What needs to be done –
Line by line, repeat all the material exactly as it appears.

Task data –
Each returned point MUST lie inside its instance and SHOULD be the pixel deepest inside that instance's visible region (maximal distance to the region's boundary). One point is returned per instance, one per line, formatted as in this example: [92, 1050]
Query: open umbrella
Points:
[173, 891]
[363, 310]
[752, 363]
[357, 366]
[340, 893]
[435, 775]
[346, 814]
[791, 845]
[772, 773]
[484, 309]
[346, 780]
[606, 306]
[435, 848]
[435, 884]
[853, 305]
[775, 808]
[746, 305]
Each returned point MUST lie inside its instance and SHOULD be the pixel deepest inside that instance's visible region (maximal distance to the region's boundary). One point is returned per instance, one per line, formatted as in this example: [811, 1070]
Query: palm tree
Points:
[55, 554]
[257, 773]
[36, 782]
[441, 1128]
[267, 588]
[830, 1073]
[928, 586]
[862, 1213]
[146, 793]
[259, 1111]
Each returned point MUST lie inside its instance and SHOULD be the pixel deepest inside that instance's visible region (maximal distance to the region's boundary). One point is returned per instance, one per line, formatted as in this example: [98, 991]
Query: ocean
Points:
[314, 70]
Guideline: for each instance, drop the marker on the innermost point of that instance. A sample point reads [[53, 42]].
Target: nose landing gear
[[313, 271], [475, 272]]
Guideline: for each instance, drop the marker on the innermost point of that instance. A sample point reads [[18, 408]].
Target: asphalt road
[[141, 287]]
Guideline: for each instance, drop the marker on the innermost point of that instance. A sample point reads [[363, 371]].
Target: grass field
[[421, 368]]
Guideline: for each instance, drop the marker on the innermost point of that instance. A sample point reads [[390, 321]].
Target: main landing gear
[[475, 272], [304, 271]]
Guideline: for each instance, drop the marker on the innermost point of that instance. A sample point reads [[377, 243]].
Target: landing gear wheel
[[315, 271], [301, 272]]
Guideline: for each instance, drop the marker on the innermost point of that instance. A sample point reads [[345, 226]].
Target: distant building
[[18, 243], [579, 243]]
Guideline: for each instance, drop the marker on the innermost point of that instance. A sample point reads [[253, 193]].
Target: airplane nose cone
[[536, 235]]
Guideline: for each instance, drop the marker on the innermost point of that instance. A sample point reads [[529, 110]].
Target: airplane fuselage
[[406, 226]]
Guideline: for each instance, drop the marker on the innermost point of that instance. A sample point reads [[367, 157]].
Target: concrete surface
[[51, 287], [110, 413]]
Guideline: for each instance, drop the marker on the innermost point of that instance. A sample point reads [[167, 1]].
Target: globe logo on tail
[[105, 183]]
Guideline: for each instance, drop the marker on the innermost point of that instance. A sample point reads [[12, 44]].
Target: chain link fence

Result of this exercise –
Each returned point MUST lie inside its instance and SHOULD be the pixel deepest inside that instance's visible region (maximal distance to the region's boundary). One point is returned per instance, one per line, formatted as in this example: [92, 1050]
Query: open umbrella
Points:
[173, 891]
[363, 310]
[752, 363]
[357, 366]
[340, 893]
[435, 775]
[346, 814]
[791, 845]
[772, 773]
[484, 309]
[346, 780]
[606, 306]
[435, 848]
[435, 884]
[853, 305]
[775, 808]
[746, 305]
Each returned point MUST lie inside its instance and SHOULD be the pixel deepest inside that instance's visible region (maximal distance to the region's boundary). One point is returned per instance, one per line, formatted as in this example: [811, 1070]
Query: palm tree
Points:
[55, 554]
[257, 773]
[36, 782]
[441, 1128]
[267, 588]
[830, 1073]
[928, 586]
[862, 1213]
[146, 793]
[259, 1111]
Each returned point MUST lie inside its instance and SHOULD be the pixel deepest inside that instance's visible region (maximal distance to the region's boundary). One point is returned per instance, one per line, formatted as in this example: [98, 991]
Query: ocean
Points:
[314, 70]
Guideline: for each instance, drop the marker on the innermost point of that instance. A sample point reads [[53, 42]].
Target: nose landing gear
[[313, 271], [475, 272]]
Guideline: for each instance, drop the marker on the innermost point of that instance. A sample point reads [[18, 408]].
Target: asphalt road
[[141, 287]]
Guideline: for each instance, drop the marker on the innermost point of that instance. A sample point reads [[363, 371]].
Target: grass field
[[421, 368]]
Guideline: for each instance, drop the marker on the innermost point of that instance. A sample point reads [[390, 321]].
Target: main landing gear
[[475, 272], [304, 271]]
Guideline: for each instance, drop the marker on the innermost point of that instance. A sample point reads [[377, 243]].
Target: landing gear wheel
[[315, 271], [301, 272]]
Guideline: for each instance, drop the marker on the innermost point of that instance. A sample point reads [[345, 226]].
Target: distant building
[[18, 243], [579, 243]]
Guideline: for each instance, drop the marker on the innermost point of that instance. A sample point reads [[253, 193]].
Target: airplane nose cone
[[536, 235]]
Guideline: for each instance, drop the marker on the innermost point of that instance. A sample point reads [[529, 110]].
Target: airplane fuselage
[[406, 226]]
Guideline: for each instance, drop the marker on the innermost point of that instance. A sample point reads [[367, 157]].
Target: concrete surface
[[51, 287], [110, 413]]
Guideline: for each instance, drop the marker on the innermost point of that instance. A sample point reads [[167, 1]].
Target: globe logo on tail
[[105, 183]]
Guideline: for each instance, drop the marker on the innermost point of that instance. A sample point reads [[12, 44]].
Target: chain link fence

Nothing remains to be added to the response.